Aufgaben >>
(1) Bis spätestens wann soll Berlin laut dem Text zur Berliner Klimapolitik nach dem Ziel des Senats klimaneutral sein?
(2) Gib aus dem Text zur Berliner Klimapolitik den Abschnitt von „Berlin. Der Klimawandel“ bis einschließlich „zu schaffen ist.“ unverändert wieder.

Berlin. Der Klimawandel ist ein weltweites Megathema. Auch in Berlin ist die Frage, wie die Stadt wegkommt von fossilen Energiequellen unabhängig werden kann, ebenso ungelöst wie heiß diskutiert. Denn noch hängt die Stadt am Tropf von Kohle und Gas. Die Strategie, Kohle zunächst durch weniger klimaschädliches Gas zu ersetzen und dann ins erneuerbare Zeitalter zu rutschen, steht nach dem Lieferstopp für russisches Erdgas auf der Kippe. Die Klimabewegung macht Druck. Am 26. März wird in Berlin über einen Volksentscheid abgestimmt, der Berlin bis 2030 klimaneutral machen möchte, auch wenn das nach Ansicht fast aller Experten kaum zu schaffen ist.
Was hat der Senat geschafft
Der rot-grün-rote Senat hat Ziele für den Klimaschutz formuliert. Spätestens 2045 soll die Stadt klimaneutral sein. Ab 2030 sollen die Kraftwerke der Stadt keine Steinkohle mehr verbrennen, die noch klimaschädlichere Braunkohle ist bereits aus der Stadt verschwunden. Der Senat hat das Stadtwerk finanziell so ausgestattet, das es aktiv in Solaranlagen in Berlin und Windkraft in Brandenburg investieren kann. Die Umwelt- und Verkehrsverwaltung hat Förderprogramme aufgelegt, die aber in den meisten Fällen nicht komplett abgerufen werden. Der Senat hat sich auf eine Klima-Governance verständigt. Für jede wichtige Entscheidung sollen die Folgen für das Klima geprüft und abgewogen werden. Zwar gilt jetzt für Neubauten die Pflicht, ein Solardach zu installieren. Aber die große Solaroffensive gibt es noch nicht. Auch bei der energetischen Sanierung öffentlicher Gebäude ist das nötige Tempo nicht zu beobachten. Der Senat hat die Absicht, das Fernwärme-System von Vattenfall zurückzukaufen und möchte auch den Gasversorger Gasag übernehmen.

Bereitgestellte Angaben >>

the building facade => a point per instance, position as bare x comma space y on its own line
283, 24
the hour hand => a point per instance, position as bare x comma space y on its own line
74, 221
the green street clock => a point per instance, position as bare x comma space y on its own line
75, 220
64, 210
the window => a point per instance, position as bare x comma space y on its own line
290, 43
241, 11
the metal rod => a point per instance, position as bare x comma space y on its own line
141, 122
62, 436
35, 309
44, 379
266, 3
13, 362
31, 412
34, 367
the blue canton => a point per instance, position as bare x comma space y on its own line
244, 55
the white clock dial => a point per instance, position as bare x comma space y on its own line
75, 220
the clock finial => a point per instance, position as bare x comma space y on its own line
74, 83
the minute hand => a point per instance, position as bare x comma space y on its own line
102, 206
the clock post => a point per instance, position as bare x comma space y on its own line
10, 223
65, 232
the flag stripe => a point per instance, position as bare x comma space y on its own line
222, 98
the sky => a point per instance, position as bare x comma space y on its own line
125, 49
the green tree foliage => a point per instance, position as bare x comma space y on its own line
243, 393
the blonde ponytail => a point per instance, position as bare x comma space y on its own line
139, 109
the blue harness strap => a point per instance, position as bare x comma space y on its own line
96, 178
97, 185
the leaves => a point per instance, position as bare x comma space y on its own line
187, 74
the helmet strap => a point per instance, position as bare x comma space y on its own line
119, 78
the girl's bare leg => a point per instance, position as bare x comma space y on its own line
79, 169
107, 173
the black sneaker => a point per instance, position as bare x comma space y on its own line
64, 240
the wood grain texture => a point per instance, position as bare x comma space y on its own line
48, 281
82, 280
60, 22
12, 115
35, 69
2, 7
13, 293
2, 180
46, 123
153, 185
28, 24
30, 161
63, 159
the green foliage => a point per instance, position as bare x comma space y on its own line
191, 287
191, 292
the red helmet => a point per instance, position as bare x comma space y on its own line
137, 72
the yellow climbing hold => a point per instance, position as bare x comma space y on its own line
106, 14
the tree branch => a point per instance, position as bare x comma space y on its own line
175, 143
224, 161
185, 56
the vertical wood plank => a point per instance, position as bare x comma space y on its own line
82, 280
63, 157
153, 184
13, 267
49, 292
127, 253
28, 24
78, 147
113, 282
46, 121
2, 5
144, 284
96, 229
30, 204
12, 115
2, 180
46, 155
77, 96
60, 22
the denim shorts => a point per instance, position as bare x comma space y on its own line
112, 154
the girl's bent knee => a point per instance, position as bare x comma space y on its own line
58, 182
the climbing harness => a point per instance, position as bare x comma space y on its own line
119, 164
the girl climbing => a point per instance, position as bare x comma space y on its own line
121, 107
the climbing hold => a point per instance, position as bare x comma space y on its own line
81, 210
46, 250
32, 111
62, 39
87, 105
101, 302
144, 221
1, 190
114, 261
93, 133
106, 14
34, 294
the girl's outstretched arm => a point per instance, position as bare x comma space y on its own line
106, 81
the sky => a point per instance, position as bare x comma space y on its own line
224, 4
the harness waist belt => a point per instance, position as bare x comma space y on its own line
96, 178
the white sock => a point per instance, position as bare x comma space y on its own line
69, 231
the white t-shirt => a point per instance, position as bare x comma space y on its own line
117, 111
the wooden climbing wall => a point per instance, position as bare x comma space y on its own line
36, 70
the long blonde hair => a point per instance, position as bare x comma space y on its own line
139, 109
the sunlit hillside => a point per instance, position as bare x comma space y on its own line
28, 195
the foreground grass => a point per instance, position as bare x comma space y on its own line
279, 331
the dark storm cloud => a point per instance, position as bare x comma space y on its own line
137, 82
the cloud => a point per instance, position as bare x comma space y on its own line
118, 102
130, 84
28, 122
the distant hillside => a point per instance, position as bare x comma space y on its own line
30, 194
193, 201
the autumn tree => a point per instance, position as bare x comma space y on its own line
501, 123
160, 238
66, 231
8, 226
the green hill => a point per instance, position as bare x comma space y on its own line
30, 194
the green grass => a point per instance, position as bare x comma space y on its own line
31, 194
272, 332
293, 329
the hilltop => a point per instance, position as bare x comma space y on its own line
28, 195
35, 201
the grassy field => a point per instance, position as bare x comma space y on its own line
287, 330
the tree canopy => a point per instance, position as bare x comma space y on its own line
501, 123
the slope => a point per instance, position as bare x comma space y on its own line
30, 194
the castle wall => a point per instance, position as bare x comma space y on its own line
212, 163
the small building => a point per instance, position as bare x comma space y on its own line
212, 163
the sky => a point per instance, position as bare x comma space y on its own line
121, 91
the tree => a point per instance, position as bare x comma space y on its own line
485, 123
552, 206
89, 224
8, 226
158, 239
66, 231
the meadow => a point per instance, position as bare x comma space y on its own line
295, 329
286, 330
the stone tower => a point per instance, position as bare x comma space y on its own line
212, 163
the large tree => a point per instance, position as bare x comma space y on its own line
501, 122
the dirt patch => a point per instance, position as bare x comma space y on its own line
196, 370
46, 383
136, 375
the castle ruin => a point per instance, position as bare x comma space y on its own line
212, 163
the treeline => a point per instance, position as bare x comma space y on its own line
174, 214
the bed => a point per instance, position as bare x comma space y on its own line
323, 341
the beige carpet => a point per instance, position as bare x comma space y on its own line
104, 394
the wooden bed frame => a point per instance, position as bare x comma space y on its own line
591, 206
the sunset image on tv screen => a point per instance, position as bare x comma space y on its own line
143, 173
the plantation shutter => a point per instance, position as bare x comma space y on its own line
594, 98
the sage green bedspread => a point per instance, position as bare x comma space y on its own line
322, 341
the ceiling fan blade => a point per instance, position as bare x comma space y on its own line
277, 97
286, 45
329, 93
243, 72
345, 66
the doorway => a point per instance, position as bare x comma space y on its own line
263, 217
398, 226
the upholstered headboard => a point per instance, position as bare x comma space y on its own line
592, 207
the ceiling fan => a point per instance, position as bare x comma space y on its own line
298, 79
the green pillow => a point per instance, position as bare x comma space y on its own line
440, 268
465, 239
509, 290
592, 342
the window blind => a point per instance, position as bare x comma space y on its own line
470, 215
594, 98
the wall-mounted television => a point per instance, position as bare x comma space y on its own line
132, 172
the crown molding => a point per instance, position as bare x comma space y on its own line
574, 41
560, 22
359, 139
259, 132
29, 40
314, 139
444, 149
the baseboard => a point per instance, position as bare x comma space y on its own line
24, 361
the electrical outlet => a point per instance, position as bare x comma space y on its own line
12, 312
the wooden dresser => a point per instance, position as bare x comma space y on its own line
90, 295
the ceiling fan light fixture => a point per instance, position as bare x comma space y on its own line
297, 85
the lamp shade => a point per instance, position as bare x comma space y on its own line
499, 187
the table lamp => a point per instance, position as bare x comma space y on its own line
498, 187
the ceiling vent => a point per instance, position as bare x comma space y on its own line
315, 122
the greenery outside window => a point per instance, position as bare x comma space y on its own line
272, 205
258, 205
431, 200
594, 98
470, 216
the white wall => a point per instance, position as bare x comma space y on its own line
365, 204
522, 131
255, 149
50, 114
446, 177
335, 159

Lösungen >>
(1) Spätestens 2045.

(2)
Berlin. Der Klimawandel ist ein weltweites Megathema. Auch in Berlin ist die Frage, wie die Stadt wegkommt von fossilen Energiequellen unabhängig werden kann, ebenso ungelöst wie heiß diskutiert. Denn noch hängt die Stadt am Tropf von Kohle und Gas. Die Strategie, Kohle zunächst durch weniger klimaschädliches Gas zu ersetzen und dann ins erneuerbare Zeitalter zu rutschen, steht nach dem Lieferstopp für russisches Erdgas auf der Kippe. Die Klimabewegung macht Druck. Am 26. März wird in Berlin über einen Volksentscheid abgestimmt, der Berlin bis 2030 klimaneutral machen möchte, auch wenn das nach Ansicht fast aller Experten kaum zu schaffen ist.